-------- Document excerpt

Pakistanis people remained capsuled in a delusionary bubble like zombies, brainwashed into believing that terrorism in Pakistan was the work of some “foreign hand”. It could be, but it was never absent from Muslim history. Even when various militant groups angry at Pakistan proudly claimed suicide missions against military and civilian targets, they were ignored with a statement, “No Muslim could kill another Muslim… it is the work of India, Israel, America or even that of Afghanistan and Iraq”. Now they have added the Saudis as well for aiding them with money, a charge to explain which the PM himself perhaps have had to go. One teacher teaching physics in Lahore reports, “Their invited guests such as retired Gen Hamid Gul, his son Abdullah Gul, and numerous cohorts confidently pronounced that suicide bombers were uncircumcised non-Muslims agents of foreign powers”. Were they an eye-witness to this nonsense?

Does nature always side with the hidden flaws? “When two things go wrong somewhere, they go wrong everywhere? If everything is going well, you have overlooked something.” These echoes of the Murphy’s laws are fully embedded in the mentality of the people of Pakistan. They have been fed, rather over-fed, on sad and dismal news in such a bloated manner and for so long that now they appear to have learned to live with them well. It is the absence of bad news that begins to itch them.

----------------
-------- Extracted records

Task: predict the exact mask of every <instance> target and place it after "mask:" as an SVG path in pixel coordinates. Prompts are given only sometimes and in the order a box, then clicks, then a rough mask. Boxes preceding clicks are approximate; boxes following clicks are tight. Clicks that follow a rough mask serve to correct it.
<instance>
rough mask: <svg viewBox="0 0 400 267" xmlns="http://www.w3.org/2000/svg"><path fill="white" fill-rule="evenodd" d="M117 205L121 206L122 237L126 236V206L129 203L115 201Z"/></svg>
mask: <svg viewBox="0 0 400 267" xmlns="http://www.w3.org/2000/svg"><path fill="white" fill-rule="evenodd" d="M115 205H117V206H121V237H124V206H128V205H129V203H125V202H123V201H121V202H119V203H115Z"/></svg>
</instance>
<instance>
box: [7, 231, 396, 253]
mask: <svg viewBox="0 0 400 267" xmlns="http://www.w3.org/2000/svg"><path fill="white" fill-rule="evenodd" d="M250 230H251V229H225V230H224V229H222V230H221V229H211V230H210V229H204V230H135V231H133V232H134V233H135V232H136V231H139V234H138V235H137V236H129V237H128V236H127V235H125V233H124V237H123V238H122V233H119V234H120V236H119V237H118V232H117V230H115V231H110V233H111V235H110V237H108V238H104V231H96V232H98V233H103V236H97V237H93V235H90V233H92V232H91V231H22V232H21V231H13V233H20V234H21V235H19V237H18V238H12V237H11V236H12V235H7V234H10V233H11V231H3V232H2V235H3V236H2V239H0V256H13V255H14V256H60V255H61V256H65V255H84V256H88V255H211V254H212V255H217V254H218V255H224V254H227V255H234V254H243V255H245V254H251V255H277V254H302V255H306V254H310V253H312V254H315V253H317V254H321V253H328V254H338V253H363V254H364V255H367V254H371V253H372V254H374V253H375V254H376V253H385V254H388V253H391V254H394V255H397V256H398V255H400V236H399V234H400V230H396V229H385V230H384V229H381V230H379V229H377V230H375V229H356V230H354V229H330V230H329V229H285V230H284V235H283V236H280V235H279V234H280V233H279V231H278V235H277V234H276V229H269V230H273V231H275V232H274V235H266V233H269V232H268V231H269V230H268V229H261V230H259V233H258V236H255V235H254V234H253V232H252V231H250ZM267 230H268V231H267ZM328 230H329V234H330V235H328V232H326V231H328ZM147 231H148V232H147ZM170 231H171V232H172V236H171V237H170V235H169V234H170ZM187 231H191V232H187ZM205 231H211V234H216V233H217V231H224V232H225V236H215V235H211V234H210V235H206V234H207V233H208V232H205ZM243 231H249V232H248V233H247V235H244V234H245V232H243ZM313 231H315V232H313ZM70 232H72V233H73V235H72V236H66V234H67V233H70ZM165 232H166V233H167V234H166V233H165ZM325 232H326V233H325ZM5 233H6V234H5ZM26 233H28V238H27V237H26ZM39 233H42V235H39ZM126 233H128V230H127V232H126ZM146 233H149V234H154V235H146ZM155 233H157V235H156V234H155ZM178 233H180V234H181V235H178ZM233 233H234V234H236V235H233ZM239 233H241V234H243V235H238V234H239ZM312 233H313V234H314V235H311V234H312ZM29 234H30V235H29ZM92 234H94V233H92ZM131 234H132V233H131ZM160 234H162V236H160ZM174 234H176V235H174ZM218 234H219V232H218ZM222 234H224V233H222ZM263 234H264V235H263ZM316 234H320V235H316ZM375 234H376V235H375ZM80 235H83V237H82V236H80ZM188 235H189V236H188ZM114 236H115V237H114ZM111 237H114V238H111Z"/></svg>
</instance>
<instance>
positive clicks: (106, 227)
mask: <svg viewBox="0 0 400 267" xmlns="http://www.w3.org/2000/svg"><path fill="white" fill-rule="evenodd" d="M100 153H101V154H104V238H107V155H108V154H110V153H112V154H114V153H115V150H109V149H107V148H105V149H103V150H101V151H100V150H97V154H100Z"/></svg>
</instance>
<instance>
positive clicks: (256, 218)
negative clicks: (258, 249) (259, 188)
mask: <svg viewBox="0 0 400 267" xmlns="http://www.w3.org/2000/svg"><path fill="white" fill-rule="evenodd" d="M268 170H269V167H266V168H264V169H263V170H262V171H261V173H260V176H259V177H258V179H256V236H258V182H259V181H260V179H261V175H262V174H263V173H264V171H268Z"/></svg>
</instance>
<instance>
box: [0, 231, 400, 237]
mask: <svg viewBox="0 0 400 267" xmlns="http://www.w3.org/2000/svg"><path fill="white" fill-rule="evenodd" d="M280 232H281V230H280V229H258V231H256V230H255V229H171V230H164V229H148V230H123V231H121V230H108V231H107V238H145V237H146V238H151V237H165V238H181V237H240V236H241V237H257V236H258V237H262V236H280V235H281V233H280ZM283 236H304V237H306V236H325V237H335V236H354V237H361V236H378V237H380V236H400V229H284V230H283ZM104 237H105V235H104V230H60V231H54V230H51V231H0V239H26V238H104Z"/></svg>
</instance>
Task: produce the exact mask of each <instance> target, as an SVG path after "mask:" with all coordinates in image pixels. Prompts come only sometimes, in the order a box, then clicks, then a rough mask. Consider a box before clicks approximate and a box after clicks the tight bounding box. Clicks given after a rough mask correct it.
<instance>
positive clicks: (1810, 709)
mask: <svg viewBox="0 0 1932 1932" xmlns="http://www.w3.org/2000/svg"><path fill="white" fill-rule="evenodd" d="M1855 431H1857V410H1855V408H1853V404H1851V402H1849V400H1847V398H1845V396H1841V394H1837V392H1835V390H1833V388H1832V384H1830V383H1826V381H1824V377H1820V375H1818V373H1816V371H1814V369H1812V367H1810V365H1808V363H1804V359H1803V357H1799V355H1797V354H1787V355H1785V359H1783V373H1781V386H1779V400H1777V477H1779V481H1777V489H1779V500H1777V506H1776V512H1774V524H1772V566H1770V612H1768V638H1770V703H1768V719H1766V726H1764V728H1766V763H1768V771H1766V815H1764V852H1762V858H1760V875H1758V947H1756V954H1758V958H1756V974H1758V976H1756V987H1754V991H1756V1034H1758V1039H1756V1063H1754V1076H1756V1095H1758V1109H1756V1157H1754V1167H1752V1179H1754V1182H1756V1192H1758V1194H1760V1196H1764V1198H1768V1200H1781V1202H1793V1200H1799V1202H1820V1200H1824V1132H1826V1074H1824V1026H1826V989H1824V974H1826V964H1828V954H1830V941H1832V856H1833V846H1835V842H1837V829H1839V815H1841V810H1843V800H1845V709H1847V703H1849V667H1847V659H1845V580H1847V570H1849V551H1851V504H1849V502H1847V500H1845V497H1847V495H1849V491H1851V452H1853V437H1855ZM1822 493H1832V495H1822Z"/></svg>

----------------

Rewrite the passage on Pakistan from "Does nature always" to "to itch them.", putting "mindset" in place of "mentality". The items have nothing to do with the passage on Pakistan.

## Output for this exercise
Does nature always side with the hidden flaws? “When two things go wrong somewhere, they go wrong everywhere? If everything is going well, you have overlooked something.” These echoes of the Murphy’s laws are fully embedded in the mindset of the people of Pakistan. They have been fed, rather over-fed, on sad and dismal news in such a bloated manner and for so long that now they appear to have learned to live with them well. It is the absence of bad news that begins to itch them.